§ **課題文**

- - -

チャットボットでAIを活用する上で、「学習データをいかに用意するか」は、高いハードルとなっている。FAQボットを構築する場合、仮に100種類の質問文があるとしたら、表現などが微妙に異なる類似質問文を数十倍は用意しなければならないという。
SMART Message BOTでは、この問題への対処として、類似質問文の自動生成機能を用意している。質問文をデータベース登録する際に、類似の質問文をシステムによって生成するという、逆説的な発想のシステムとなっている。
また、ユーザーからの質問に対してボットが自力で100%正確に返答するには、性能的にも、そして何よりデータベースの作り込みコストを考えても、現実的ではない。菊地氏は「7〜8割の処理をボットで行い、ボットで対処できないものは有人対応へ引き継げばOKというのが我々のポリシーだ」と明かす。SMART Message BOTにおいても、チャットボットでの自動応対から有人対応へ引き継ぐ機能はすでに実装されている。
仮に、チャットボットからシームレスに有人対応へ引き継ぐ機能がないとすると、回答が表示されなかった瞬間、エンドユーザーはすぐに「チャットボットって使えない」という烙印を押し、結局は内線・メールといった従来の手法に戻ってしまう。社内ユーザーサポート業務の“効率”を考える上で、非常に重要な仕様だと言えよう。

- - -

§ **提供データ**
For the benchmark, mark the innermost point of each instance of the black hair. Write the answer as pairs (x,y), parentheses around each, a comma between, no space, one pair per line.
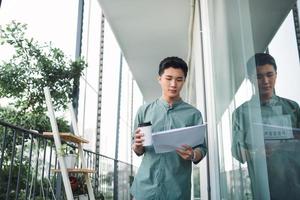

- - -

§ **ねらい**
課題文の中でかぎかっこ「」に囲まれた語句を、出てくる順にすべて挙げてください。 データは課題文とは別の出典から取ったものです。

§ **解答**
1. 学習データをいかに用意するか
2. 7〜8割の処理をボットで行い、ボットで対処できないものは有人対応へ引き継げばOKというのが我々のポリシーだ
3. チャットボットって使えない